- _Set exercise_:
Rewrite the records from the line containing "blue sky and report the position of each." through the end of the records, substituting "marker" for every "keypoint" and leaving everything else unchanged.

- _Material for the task_:

▶

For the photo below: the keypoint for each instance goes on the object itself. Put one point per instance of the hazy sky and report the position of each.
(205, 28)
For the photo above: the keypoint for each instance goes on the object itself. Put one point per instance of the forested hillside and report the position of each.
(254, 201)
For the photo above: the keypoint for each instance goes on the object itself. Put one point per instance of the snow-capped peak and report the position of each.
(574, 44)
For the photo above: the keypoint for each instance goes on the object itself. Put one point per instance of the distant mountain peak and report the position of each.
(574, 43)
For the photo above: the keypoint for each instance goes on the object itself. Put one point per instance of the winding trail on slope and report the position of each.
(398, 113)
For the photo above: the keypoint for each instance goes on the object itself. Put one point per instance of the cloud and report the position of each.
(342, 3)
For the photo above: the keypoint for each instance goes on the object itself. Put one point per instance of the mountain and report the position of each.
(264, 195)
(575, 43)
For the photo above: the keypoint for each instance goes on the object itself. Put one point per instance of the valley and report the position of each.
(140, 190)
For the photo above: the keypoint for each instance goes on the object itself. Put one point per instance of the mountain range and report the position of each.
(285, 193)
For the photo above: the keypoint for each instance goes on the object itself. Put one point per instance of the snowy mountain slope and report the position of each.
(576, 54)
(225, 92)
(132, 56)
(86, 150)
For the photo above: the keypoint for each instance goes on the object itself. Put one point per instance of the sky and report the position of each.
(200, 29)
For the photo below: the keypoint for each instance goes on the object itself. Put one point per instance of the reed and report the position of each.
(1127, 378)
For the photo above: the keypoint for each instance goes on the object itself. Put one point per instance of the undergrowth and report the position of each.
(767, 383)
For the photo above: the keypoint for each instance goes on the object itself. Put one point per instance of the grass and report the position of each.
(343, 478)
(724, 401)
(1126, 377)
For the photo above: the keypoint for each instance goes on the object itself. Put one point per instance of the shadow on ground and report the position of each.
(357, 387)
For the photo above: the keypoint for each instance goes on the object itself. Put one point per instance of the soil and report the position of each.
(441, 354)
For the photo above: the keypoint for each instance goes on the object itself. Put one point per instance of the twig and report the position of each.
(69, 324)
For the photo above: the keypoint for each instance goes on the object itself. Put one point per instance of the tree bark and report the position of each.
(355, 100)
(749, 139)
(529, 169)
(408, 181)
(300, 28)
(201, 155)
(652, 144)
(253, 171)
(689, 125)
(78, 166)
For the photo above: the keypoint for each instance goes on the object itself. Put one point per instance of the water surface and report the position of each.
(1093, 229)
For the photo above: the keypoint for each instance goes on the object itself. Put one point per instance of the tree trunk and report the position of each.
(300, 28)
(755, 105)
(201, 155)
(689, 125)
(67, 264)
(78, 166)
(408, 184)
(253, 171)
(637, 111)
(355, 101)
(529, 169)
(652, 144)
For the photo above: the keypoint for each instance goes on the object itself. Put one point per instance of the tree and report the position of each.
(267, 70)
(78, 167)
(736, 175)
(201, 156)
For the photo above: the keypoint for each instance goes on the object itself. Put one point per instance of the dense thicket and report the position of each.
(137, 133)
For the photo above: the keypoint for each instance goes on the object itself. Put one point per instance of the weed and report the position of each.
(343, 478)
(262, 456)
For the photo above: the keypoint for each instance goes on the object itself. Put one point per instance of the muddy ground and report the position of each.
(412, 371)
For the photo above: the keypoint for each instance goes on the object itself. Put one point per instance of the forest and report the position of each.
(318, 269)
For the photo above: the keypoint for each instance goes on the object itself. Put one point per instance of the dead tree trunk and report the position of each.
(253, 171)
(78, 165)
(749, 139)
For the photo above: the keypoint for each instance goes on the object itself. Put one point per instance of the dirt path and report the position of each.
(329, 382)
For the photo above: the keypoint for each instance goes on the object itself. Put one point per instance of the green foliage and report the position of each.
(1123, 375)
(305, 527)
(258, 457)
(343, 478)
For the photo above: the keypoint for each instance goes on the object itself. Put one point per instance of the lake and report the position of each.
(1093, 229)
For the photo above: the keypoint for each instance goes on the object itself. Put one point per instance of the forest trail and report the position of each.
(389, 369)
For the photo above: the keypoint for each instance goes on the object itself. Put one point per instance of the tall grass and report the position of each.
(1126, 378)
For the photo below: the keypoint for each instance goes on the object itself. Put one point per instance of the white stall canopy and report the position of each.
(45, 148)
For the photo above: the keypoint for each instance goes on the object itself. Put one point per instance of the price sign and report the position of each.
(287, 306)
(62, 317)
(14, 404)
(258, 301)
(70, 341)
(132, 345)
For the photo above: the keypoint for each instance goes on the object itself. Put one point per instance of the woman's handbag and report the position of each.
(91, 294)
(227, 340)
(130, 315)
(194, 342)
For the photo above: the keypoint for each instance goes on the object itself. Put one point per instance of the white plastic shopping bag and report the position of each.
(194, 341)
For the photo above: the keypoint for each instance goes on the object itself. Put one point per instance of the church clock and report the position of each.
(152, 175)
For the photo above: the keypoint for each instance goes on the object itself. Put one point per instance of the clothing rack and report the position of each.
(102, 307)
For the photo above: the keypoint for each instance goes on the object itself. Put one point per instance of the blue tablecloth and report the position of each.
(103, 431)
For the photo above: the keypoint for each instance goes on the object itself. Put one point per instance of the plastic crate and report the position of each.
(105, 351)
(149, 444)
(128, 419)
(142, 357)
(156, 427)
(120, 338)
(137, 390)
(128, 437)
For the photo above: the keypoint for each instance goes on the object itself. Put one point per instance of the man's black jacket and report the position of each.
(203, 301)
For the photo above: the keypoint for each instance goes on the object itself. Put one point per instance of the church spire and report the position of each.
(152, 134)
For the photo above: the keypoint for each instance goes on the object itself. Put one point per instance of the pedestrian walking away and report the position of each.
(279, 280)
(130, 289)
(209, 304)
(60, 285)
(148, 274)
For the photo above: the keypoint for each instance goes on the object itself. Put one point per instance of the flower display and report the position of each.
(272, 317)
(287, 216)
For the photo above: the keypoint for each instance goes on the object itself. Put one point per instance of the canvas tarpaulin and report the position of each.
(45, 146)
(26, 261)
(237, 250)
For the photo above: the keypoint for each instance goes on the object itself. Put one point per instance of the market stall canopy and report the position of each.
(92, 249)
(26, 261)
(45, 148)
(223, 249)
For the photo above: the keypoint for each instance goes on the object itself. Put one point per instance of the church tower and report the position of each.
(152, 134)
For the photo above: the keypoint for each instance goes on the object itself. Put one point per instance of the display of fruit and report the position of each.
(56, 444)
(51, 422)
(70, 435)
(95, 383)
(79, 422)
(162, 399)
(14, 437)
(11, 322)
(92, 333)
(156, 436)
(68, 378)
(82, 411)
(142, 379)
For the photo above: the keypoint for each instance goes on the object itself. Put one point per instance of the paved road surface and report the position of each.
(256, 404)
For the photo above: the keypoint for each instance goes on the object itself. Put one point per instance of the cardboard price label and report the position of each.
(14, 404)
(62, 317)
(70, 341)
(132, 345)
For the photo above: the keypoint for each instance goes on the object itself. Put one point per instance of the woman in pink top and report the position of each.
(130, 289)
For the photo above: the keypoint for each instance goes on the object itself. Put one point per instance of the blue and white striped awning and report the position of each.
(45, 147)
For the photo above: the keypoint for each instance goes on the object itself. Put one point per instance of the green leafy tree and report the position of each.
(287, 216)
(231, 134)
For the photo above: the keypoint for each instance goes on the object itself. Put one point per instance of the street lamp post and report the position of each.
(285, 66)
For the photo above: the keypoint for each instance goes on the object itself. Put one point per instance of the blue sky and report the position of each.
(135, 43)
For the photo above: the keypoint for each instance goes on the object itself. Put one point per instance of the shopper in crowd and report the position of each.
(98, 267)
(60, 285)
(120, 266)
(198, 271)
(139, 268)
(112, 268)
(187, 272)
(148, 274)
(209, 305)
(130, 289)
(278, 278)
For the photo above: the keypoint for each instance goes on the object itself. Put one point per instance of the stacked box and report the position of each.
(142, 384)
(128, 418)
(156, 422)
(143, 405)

◀

- _Solution to the exercise_:
For the photo above: the marker for each instance goes on the object itself. Put one point per instance of the blue sky and report the position of each.
(135, 43)
For the photo above: the marker for each instance goes on the object itself. Put one point per instance of the shopper in crowd and report the position of each.
(98, 267)
(60, 285)
(120, 266)
(198, 271)
(139, 268)
(112, 268)
(187, 272)
(148, 274)
(209, 305)
(130, 289)
(278, 278)
For the photo above: the marker for each instance goes on the object itself. Put one point per instance of the stacked box and report the position of each.
(142, 384)
(128, 418)
(156, 422)
(143, 405)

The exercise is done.